Start of DATA EXCERPTS
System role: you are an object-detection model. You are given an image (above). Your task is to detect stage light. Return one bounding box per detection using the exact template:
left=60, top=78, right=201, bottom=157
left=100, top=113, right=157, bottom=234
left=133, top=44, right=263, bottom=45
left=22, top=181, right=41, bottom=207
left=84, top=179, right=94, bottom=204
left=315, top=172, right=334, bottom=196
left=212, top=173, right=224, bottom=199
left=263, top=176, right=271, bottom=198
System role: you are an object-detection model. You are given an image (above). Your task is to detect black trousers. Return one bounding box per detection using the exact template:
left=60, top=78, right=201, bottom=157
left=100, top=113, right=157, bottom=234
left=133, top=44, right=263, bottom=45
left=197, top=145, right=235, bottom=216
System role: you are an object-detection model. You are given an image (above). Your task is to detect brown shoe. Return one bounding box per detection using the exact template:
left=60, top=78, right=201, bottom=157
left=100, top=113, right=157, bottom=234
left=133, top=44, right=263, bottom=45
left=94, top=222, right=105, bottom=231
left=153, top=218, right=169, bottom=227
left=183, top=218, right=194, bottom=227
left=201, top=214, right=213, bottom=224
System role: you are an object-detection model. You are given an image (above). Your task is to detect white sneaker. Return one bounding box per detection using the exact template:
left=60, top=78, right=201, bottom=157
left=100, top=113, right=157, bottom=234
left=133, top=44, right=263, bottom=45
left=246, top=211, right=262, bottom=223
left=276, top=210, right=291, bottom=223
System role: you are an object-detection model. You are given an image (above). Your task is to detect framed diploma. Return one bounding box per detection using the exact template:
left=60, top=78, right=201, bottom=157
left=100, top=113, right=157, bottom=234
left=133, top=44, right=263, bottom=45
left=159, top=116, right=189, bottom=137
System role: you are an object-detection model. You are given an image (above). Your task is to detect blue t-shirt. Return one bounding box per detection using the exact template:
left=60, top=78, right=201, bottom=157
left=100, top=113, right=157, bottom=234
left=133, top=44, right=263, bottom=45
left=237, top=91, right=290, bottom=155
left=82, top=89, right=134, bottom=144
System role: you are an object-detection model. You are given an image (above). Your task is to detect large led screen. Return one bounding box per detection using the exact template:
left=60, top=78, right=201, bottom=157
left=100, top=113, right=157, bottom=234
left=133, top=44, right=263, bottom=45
End of DATA EXCERPTS
## AIM OF THE EXERCISE
Rewrite the records from the line with "to detect black" up to and including the line with "left=197, top=145, right=235, bottom=216". Keep the requests unchanged, but shift each answer box by adding 10 to every one of its coordinates.

## THE RESPONSE
System role: you are an object-detection model. You are given an image (above). Your task is to detect black trousers. Return one bounding box per detection using the exact template:
left=60, top=78, right=201, bottom=157
left=100, top=113, right=157, bottom=234
left=133, top=44, right=263, bottom=45
left=207, top=155, right=245, bottom=226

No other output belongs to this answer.